§ What you will do
Wherever the word "wrinkled" occurs in the lines below, copy the whole line.

..............................

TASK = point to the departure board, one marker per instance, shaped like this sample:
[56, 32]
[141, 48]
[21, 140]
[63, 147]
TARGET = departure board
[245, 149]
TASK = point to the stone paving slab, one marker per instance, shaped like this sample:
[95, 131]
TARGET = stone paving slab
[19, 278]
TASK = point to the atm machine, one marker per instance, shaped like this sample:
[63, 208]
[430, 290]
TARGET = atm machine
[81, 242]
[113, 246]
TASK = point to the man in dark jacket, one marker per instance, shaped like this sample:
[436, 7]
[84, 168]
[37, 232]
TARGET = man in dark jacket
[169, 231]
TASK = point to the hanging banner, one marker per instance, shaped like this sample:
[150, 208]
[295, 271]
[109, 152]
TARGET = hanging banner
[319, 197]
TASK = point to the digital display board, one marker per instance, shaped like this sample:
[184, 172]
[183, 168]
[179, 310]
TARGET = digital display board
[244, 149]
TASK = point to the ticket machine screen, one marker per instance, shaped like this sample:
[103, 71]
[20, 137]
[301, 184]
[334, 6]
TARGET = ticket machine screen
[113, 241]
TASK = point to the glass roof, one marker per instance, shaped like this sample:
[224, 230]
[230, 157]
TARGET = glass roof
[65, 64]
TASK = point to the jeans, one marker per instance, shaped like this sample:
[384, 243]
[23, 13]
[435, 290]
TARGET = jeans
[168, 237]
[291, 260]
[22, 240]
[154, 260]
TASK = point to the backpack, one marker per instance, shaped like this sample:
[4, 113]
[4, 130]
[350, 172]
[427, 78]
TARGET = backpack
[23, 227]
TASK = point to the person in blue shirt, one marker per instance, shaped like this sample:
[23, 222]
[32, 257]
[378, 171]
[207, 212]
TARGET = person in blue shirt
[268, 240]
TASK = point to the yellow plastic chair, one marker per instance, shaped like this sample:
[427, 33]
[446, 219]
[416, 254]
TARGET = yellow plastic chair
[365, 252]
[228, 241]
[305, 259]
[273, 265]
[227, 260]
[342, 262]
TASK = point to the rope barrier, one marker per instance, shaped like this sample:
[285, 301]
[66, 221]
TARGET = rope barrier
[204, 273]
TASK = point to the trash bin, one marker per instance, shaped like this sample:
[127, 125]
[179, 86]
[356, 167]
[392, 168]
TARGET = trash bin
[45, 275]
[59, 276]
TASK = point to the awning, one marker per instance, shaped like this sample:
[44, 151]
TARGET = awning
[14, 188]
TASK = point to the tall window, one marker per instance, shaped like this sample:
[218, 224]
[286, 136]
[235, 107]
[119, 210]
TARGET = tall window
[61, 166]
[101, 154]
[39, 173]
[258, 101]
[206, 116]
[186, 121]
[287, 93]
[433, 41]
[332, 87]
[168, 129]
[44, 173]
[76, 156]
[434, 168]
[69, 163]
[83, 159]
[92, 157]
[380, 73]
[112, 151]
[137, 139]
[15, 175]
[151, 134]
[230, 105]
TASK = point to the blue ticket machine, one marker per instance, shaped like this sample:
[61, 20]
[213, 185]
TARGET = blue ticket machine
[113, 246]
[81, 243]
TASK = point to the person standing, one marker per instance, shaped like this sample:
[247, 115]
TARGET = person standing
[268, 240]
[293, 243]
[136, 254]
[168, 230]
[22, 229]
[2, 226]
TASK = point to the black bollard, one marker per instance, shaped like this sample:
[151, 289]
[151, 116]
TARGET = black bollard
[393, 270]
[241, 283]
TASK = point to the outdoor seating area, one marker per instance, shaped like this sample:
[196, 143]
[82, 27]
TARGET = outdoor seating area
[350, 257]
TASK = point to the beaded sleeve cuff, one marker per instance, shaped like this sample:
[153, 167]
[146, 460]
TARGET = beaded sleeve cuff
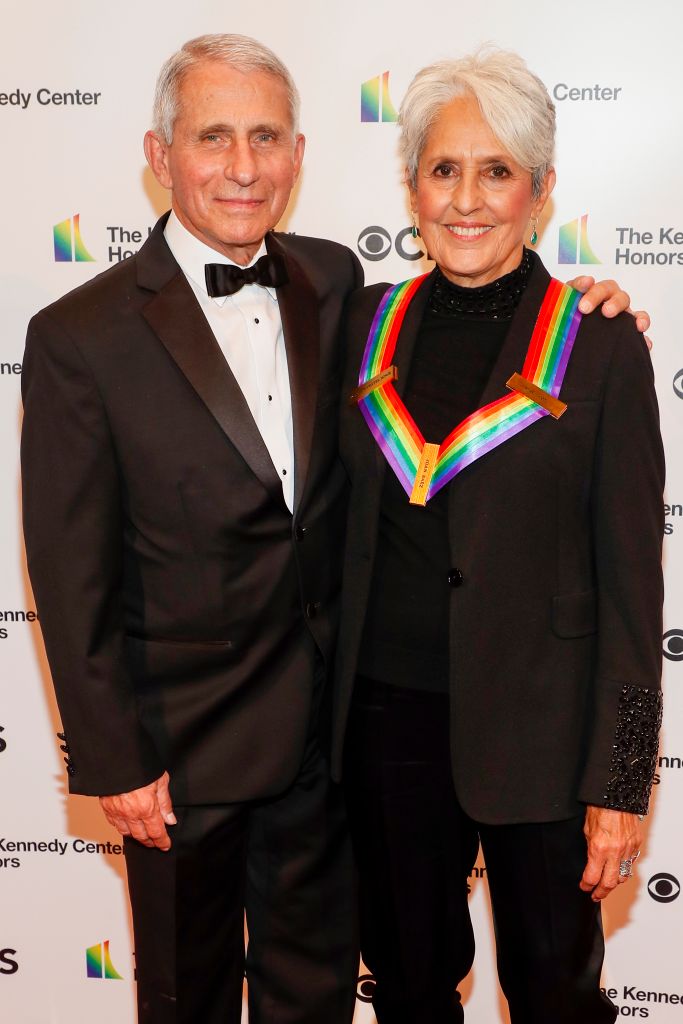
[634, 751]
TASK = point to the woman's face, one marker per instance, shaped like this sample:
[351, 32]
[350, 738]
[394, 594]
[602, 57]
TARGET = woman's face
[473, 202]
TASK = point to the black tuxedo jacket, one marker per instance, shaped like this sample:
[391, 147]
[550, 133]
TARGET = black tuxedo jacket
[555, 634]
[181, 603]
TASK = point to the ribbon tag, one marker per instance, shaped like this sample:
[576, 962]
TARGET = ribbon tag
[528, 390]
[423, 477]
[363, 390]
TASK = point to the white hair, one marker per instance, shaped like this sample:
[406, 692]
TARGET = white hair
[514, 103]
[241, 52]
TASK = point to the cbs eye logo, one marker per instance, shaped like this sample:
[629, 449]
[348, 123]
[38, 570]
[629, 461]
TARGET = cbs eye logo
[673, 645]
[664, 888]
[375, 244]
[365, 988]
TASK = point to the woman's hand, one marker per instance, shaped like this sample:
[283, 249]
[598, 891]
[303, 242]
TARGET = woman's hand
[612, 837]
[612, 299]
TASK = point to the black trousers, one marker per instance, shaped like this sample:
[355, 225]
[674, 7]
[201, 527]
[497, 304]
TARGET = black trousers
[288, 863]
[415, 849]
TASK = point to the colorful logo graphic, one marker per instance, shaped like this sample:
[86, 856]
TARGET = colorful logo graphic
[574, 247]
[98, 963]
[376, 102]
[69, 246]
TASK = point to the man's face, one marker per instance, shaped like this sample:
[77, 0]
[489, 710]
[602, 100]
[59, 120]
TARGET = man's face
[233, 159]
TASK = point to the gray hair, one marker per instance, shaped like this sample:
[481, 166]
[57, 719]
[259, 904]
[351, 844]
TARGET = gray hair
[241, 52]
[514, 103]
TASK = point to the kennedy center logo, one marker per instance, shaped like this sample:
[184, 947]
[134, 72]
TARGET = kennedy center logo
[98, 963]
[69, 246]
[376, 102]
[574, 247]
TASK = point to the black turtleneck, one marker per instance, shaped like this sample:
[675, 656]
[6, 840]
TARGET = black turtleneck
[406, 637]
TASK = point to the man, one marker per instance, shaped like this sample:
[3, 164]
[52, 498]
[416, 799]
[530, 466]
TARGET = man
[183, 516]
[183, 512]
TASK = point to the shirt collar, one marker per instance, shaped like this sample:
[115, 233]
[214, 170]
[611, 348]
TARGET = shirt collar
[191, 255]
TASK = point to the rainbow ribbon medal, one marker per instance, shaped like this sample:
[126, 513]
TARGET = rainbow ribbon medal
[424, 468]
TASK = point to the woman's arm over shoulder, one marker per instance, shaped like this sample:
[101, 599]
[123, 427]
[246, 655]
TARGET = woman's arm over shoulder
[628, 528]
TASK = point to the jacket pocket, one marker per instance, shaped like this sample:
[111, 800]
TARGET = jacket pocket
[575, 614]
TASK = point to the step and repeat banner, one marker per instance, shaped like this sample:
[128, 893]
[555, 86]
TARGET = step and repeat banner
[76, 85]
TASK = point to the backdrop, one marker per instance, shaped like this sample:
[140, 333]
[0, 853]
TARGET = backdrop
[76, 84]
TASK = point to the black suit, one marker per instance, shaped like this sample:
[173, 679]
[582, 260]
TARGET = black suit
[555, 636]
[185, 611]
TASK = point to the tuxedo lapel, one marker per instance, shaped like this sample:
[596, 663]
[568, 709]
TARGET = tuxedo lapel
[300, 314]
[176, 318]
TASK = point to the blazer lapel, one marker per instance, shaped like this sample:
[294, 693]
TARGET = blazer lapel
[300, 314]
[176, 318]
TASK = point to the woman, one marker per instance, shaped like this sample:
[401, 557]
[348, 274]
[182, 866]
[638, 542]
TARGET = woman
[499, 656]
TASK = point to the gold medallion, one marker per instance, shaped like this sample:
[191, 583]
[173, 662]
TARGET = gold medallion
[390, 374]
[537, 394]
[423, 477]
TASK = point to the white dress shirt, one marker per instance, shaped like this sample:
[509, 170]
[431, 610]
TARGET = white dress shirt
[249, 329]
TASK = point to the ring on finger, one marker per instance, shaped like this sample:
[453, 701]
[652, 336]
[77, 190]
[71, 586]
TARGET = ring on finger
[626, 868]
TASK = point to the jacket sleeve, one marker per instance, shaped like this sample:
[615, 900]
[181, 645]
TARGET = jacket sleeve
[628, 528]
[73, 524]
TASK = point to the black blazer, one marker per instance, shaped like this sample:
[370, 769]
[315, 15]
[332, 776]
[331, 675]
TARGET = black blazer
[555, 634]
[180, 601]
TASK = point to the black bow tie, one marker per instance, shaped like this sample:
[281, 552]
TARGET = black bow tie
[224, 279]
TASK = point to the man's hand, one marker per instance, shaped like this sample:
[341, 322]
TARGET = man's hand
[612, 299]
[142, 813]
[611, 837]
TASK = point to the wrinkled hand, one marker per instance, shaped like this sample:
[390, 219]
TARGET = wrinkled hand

..............................

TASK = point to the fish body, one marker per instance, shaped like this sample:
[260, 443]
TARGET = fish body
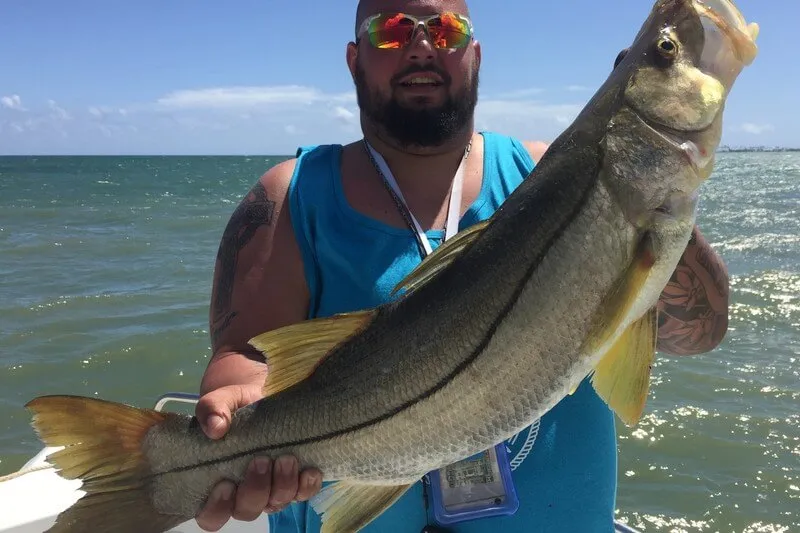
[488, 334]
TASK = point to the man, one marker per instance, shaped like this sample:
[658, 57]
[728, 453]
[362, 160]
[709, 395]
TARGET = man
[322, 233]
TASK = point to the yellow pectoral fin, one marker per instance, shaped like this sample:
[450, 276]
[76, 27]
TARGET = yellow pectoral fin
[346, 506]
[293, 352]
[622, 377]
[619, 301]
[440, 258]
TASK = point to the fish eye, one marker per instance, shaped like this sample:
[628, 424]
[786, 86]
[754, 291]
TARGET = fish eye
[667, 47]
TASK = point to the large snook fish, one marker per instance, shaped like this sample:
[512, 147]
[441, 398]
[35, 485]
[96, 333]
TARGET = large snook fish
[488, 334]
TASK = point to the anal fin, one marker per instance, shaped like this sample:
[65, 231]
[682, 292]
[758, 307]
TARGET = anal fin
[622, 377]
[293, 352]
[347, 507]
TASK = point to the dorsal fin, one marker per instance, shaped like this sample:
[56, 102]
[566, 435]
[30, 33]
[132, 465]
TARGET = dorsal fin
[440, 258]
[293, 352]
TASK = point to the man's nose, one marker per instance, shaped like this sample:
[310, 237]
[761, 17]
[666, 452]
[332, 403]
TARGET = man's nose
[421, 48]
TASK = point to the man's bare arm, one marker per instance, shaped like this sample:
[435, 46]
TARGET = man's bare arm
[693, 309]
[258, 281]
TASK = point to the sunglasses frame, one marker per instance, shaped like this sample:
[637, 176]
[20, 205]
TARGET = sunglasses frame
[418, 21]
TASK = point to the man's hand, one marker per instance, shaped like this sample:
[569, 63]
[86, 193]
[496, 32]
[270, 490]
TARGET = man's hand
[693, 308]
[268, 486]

..............................

§ Result of the exercise
TASK = point to the wrinkled hand, one marker per instance, shaped like this sample:
TARGET = wrinkled hand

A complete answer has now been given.